(Stored entries)
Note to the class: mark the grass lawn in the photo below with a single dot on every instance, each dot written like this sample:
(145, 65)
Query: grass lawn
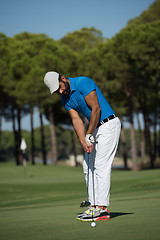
(42, 202)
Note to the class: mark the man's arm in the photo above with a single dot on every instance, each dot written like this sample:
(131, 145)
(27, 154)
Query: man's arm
(92, 100)
(79, 129)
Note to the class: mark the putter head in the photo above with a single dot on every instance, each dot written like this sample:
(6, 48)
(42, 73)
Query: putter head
(85, 204)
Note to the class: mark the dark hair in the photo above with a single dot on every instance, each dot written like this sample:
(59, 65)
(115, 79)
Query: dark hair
(59, 78)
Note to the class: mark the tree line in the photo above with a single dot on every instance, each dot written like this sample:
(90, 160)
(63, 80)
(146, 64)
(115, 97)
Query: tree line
(126, 68)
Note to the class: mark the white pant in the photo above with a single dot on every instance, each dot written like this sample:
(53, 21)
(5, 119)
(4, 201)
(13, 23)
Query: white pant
(98, 174)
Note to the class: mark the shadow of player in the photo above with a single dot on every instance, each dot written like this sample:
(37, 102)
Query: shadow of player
(118, 214)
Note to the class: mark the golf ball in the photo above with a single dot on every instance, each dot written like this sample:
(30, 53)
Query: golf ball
(93, 224)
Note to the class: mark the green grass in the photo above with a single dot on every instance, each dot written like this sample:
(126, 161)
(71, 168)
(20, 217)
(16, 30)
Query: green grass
(42, 203)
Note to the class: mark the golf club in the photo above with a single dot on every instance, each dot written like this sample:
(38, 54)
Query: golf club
(86, 203)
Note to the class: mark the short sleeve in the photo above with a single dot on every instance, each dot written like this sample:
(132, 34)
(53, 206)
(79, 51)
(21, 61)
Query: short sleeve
(85, 85)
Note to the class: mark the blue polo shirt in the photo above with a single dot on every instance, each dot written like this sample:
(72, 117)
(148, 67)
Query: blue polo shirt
(80, 88)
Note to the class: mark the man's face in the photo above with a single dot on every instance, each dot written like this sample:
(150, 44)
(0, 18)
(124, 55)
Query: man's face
(64, 87)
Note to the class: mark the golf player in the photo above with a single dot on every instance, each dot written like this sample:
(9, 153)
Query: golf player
(100, 142)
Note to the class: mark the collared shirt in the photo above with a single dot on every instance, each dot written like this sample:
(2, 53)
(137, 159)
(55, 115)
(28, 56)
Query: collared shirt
(80, 88)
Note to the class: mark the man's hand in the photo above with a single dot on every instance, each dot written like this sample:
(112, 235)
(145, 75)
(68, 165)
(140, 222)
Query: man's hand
(89, 139)
(87, 148)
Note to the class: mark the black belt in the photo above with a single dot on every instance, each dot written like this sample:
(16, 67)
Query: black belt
(107, 119)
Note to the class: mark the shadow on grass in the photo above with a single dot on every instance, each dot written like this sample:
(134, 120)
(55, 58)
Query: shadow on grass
(118, 214)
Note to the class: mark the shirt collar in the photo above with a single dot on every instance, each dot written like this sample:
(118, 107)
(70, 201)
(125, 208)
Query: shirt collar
(72, 82)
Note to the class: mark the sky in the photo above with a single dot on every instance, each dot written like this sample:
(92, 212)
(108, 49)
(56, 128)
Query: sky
(56, 18)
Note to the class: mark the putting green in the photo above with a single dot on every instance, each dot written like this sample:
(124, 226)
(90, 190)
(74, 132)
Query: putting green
(41, 202)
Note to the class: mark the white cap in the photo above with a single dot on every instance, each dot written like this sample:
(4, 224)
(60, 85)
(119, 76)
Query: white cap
(51, 81)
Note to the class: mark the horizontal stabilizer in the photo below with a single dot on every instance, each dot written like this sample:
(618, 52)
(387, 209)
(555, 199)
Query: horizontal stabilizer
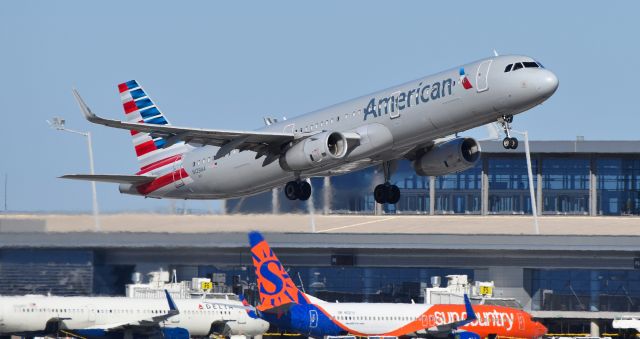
(112, 178)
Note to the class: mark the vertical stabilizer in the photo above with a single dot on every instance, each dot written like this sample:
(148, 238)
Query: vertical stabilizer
(274, 284)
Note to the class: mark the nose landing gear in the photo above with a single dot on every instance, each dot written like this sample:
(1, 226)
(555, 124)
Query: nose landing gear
(297, 190)
(508, 142)
(386, 193)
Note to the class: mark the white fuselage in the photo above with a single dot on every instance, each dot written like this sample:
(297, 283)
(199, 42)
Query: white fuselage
(31, 313)
(390, 124)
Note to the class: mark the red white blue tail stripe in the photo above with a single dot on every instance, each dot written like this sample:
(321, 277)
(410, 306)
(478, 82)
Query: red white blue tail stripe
(154, 158)
(464, 80)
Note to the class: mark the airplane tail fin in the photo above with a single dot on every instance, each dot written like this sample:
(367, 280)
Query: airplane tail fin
(152, 152)
(276, 288)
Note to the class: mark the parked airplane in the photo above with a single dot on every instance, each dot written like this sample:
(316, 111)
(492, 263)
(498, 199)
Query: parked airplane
(406, 121)
(285, 306)
(119, 317)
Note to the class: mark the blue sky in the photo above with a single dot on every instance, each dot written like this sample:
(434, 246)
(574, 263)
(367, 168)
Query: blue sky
(228, 64)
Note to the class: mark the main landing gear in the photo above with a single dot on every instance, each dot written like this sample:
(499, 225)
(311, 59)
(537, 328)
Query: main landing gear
(386, 193)
(508, 142)
(297, 190)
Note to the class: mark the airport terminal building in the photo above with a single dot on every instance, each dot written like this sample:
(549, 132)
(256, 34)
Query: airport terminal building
(577, 275)
(577, 178)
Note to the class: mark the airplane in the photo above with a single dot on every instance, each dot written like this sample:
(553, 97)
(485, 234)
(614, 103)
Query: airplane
(409, 121)
(283, 305)
(120, 317)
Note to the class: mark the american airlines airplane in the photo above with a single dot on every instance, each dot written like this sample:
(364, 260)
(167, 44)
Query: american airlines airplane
(119, 317)
(285, 306)
(406, 121)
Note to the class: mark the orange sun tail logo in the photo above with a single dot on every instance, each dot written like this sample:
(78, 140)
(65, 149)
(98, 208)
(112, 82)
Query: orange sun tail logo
(274, 284)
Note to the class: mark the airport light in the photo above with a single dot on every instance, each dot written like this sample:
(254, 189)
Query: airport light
(58, 124)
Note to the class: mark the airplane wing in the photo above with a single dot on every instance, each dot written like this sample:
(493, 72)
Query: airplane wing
(112, 178)
(261, 142)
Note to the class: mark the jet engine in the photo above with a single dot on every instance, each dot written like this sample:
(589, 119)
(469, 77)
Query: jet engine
(312, 151)
(449, 157)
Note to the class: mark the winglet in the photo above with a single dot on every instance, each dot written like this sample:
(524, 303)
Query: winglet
(172, 305)
(84, 108)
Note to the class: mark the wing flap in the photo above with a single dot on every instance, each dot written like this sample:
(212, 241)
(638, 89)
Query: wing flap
(250, 140)
(112, 178)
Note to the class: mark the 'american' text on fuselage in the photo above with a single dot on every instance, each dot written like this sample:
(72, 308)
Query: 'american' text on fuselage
(401, 100)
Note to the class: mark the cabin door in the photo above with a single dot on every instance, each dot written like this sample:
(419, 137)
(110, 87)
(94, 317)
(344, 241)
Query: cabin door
(482, 76)
(177, 173)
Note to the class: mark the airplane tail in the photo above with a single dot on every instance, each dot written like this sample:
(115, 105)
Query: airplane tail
(276, 288)
(152, 152)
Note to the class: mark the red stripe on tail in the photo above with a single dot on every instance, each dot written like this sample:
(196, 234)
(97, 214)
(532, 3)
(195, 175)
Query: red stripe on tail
(129, 106)
(145, 148)
(159, 163)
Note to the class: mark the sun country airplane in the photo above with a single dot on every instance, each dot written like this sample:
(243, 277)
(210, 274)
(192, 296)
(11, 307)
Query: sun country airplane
(285, 306)
(120, 317)
(407, 121)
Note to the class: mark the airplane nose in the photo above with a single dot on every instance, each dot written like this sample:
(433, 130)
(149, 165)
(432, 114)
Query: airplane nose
(548, 83)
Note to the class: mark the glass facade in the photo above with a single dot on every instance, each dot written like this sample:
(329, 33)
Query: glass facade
(585, 290)
(459, 193)
(565, 185)
(618, 186)
(509, 185)
(352, 283)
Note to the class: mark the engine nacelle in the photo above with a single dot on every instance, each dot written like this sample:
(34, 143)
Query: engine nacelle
(314, 150)
(449, 157)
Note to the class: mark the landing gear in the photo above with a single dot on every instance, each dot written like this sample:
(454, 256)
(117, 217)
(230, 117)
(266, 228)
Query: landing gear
(386, 193)
(297, 190)
(509, 142)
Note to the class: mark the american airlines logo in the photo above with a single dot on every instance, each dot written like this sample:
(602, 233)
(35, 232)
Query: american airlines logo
(485, 319)
(398, 101)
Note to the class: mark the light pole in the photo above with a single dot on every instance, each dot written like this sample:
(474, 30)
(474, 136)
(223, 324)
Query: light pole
(58, 124)
(527, 152)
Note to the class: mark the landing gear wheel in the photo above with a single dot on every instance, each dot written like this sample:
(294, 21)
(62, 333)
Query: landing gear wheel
(386, 194)
(380, 194)
(393, 194)
(304, 191)
(292, 190)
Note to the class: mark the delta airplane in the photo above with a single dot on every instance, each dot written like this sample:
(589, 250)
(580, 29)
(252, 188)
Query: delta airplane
(283, 305)
(119, 317)
(408, 121)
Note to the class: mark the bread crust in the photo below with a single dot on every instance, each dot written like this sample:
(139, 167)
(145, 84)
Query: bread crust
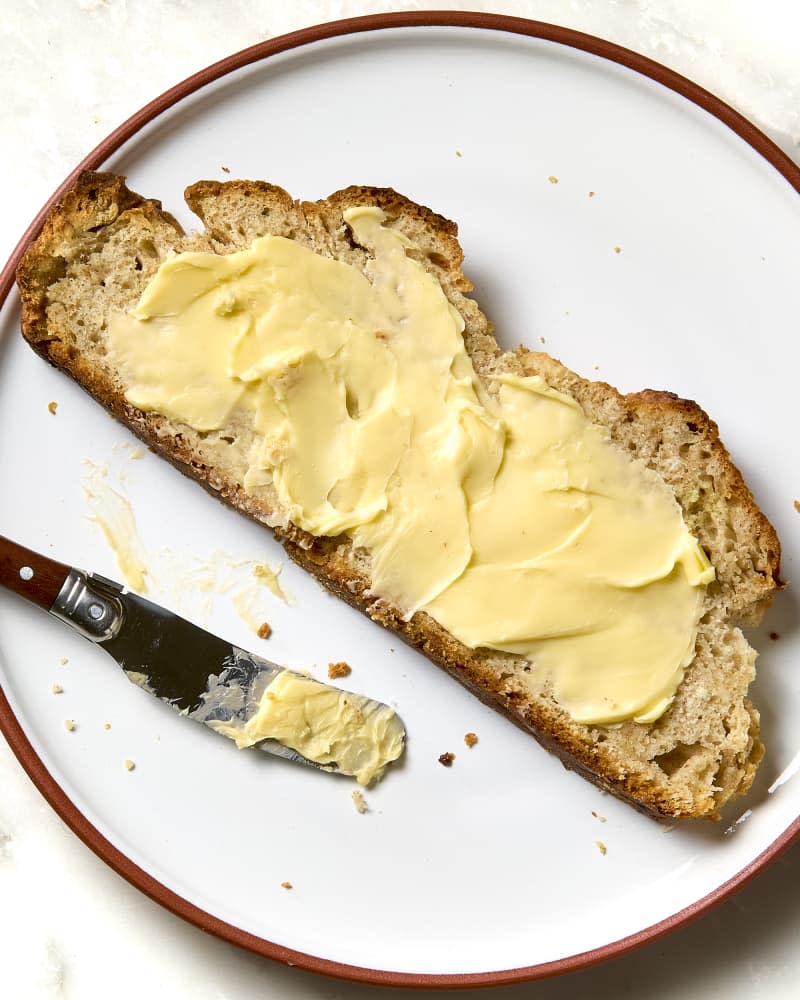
(105, 240)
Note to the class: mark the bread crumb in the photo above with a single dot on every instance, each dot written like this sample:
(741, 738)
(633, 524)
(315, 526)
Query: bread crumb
(340, 669)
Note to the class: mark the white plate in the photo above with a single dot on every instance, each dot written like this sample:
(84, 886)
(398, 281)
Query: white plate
(489, 869)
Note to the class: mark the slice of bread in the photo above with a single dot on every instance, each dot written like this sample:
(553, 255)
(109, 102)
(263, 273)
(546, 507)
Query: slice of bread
(102, 244)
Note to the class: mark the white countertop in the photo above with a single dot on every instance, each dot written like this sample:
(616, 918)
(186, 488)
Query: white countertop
(72, 71)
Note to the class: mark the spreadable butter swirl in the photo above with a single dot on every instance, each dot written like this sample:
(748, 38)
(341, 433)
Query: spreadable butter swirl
(503, 513)
(334, 728)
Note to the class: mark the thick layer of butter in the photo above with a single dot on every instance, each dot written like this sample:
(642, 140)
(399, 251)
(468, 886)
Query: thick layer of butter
(331, 727)
(505, 515)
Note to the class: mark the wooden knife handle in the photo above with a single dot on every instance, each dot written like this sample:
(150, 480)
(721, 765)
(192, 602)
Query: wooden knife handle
(30, 574)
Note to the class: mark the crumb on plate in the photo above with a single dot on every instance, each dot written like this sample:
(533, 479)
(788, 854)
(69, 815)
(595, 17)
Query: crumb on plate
(339, 669)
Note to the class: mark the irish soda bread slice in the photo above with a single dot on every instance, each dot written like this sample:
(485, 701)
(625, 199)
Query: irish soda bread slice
(101, 246)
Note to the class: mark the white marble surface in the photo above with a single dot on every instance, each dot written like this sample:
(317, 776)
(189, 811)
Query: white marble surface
(71, 70)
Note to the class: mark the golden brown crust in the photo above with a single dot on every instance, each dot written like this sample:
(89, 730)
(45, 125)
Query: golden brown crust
(105, 240)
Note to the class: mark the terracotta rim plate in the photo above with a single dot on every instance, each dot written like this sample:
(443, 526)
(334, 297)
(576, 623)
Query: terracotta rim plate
(608, 207)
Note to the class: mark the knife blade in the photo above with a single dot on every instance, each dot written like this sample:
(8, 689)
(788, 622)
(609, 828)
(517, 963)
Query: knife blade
(198, 674)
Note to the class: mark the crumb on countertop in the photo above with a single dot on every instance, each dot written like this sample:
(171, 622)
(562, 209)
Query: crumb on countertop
(339, 669)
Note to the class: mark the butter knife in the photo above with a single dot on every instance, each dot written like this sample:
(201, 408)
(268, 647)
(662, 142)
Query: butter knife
(200, 675)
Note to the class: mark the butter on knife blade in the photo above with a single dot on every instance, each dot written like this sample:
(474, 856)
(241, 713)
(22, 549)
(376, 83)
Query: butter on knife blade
(242, 696)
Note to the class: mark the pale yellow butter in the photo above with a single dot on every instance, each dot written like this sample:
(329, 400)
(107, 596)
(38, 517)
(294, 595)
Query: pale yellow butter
(504, 514)
(357, 736)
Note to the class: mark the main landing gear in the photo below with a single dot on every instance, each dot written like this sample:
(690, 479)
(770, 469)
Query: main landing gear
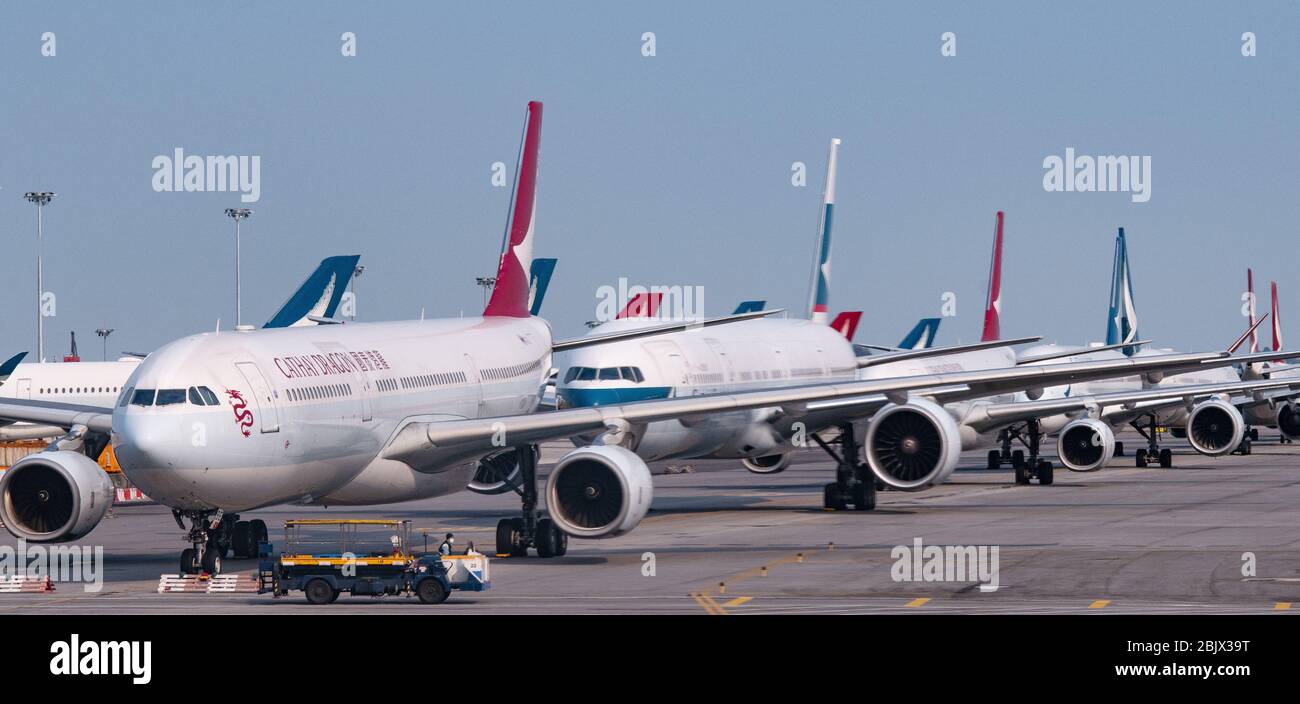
(515, 535)
(853, 479)
(1026, 468)
(1153, 452)
(215, 535)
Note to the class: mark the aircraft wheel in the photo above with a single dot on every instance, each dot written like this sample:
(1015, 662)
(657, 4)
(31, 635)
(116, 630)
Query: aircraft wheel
(320, 592)
(190, 561)
(831, 498)
(1045, 472)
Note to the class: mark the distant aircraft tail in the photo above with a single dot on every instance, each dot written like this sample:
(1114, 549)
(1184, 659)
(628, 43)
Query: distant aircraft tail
(538, 279)
(819, 290)
(510, 292)
(993, 305)
(319, 296)
(846, 324)
(1277, 318)
(1249, 304)
(922, 337)
(642, 305)
(1122, 320)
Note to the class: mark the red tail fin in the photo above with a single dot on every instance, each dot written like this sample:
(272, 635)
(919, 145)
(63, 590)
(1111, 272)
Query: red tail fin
(846, 324)
(1277, 321)
(642, 305)
(993, 309)
(510, 294)
(1249, 303)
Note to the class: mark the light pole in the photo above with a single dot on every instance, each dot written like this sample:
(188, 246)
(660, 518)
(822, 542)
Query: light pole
(104, 333)
(486, 282)
(356, 274)
(238, 213)
(40, 199)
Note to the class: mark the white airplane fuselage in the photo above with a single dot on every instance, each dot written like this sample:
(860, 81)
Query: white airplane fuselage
(304, 412)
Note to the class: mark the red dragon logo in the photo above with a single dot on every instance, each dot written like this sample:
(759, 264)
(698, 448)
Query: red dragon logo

(WORK ORDER) Reproduce every line in the records above that contains the word "dragon".

(TASK RESPONSE)
Note to the class: mark the red dragon logo in the photo above with a single dot on every instance, each dot written like this sample:
Query: red dragon logo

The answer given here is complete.